**Written problem 1**
In the post on imagination, why did the writer not find the three questions all that engaging? Answer in one to three sentences.
**Written problem 2**
List the long-standing interests that the post on imagination attributes to Norman.

**Page**
--- begin ---
Norman is Emeritus Professor of Higher Education at the University of Surrey and Founder of Lifewide Education and Creative Academic. He has long standing interests in creativity, learning through life and the ecology of learning and is a member of the imaginED community.
This post is in three parts. The first provides a narrative of some instances of using my imagination in a typical day in my life. The second and third parts try to make sense of my experiences of using my imagination through the use of several conceptual tools.
I had been thinking about a recent discussion on Zoom that Gillian Judson (GJ) had facilitated and the three questions I had been asked to answer after the event. To be honest I didn’t find the questions all that engaging. For me the best questions are those that challenge and make me delve into my own understanding about something and enable me to explore something in the context of my own life and experiences.
I had spent several hours proof reading and making the final edits to our latest edition of Creative Academic Magazine1, a process that requires little imagination at the end of a project over several months that requires lots of imagination and a great deal more in order to come to fruition. By the afternoon it was ready to publish on the website and I posted a notice and a link on facebook. It wasn’t long before I saw that GJ had commented on my post so I took the opportunity to message her about the zoom meeting, suggesting that the starting point for any discussion about imagination should be, ‘how do we actually use our own imagination?’
“If we were to take any day and think about how we used our imagination during the day – from the moment we opened our eyes to the moment we had our final thoughts of the day… what would it look like?”
--- end ---
**Data entries**
--- begin ---
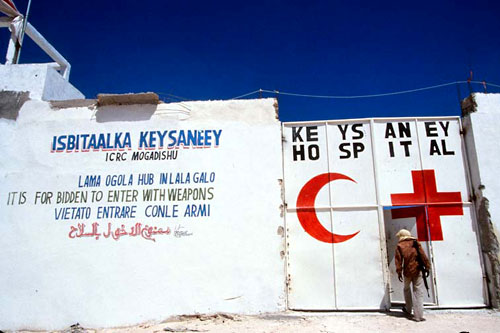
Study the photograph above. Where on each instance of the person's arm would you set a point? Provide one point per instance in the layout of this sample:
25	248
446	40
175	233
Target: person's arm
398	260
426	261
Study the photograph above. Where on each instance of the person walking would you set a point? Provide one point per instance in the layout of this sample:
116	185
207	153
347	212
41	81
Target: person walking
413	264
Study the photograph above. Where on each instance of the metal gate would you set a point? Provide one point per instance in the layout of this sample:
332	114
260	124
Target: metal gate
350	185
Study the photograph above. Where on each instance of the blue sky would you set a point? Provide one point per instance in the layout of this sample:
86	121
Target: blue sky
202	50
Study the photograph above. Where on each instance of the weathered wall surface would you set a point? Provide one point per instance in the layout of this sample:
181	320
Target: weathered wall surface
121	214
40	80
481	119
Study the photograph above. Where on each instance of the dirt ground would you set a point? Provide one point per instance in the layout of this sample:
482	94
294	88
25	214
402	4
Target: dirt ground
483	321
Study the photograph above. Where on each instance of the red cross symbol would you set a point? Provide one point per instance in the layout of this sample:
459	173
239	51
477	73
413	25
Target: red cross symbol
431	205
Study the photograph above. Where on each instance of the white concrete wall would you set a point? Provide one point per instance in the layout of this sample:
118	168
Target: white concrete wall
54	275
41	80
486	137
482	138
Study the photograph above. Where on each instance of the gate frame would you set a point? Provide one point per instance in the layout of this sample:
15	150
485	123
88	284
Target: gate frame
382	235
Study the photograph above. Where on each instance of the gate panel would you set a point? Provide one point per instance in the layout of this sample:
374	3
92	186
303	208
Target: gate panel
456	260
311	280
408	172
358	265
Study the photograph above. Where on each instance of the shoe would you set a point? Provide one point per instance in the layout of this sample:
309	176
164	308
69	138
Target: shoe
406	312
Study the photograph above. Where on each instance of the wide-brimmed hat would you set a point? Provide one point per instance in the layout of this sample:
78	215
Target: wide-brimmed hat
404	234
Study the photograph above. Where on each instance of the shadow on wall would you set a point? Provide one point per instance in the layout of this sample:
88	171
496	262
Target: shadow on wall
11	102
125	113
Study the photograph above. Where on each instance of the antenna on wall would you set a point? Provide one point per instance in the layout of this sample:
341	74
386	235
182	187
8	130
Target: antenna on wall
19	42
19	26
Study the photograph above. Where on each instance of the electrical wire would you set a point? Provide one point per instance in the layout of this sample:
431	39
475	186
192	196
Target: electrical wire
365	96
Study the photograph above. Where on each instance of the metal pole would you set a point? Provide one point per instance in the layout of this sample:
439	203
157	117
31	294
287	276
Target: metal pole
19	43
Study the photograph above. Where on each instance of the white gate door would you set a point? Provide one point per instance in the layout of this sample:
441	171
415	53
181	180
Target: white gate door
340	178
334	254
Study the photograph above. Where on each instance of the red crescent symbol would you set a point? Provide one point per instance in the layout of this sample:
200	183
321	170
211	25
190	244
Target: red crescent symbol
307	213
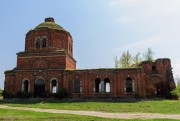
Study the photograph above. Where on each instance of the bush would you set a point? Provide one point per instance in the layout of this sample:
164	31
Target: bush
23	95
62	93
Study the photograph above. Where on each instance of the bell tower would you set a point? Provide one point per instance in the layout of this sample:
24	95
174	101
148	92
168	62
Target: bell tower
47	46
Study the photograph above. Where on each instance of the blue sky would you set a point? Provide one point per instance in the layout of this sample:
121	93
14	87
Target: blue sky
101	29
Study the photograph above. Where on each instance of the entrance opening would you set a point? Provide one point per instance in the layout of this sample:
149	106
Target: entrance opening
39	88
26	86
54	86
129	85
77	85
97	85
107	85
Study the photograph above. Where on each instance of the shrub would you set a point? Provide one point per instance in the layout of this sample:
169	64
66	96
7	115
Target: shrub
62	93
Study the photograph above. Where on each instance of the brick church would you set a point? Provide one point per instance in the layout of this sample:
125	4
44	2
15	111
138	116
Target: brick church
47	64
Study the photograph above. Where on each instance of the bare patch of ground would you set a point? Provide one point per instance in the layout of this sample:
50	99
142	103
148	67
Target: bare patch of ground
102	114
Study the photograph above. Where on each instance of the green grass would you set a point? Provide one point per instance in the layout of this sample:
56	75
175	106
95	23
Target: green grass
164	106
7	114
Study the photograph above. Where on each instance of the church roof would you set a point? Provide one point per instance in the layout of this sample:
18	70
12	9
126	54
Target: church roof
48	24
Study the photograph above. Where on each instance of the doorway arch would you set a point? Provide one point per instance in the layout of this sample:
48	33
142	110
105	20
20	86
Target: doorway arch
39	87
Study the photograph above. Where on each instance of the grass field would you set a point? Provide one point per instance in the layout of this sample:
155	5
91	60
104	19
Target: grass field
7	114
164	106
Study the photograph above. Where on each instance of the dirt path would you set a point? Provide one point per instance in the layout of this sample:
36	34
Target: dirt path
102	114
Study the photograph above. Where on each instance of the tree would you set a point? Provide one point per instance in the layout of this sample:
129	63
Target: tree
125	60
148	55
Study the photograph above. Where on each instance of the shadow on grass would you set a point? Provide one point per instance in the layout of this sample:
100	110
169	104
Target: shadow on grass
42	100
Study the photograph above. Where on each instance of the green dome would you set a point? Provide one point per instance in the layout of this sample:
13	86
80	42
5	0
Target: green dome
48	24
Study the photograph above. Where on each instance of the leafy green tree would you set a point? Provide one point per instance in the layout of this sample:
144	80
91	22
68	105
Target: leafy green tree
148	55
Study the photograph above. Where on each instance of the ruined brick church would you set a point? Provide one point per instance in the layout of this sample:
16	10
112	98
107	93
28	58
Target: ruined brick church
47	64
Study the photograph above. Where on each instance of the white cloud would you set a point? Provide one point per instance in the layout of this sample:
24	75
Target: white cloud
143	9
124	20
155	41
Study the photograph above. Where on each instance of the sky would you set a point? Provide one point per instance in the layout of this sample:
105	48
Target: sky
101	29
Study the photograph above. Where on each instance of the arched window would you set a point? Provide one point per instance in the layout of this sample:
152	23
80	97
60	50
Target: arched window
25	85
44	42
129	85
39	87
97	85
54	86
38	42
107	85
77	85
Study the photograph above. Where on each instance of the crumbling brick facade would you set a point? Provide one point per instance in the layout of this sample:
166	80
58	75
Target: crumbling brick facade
--- end ---
**Problem solution 1**
For the writer, the best questions challenge them and make them delve into their own understanding of something. They also let the writer explore a topic in the context of their own life and experiences, and the three questions did not do this.

**Problem solution 2**
- Creativity
- Learning through life
- The ecology of learning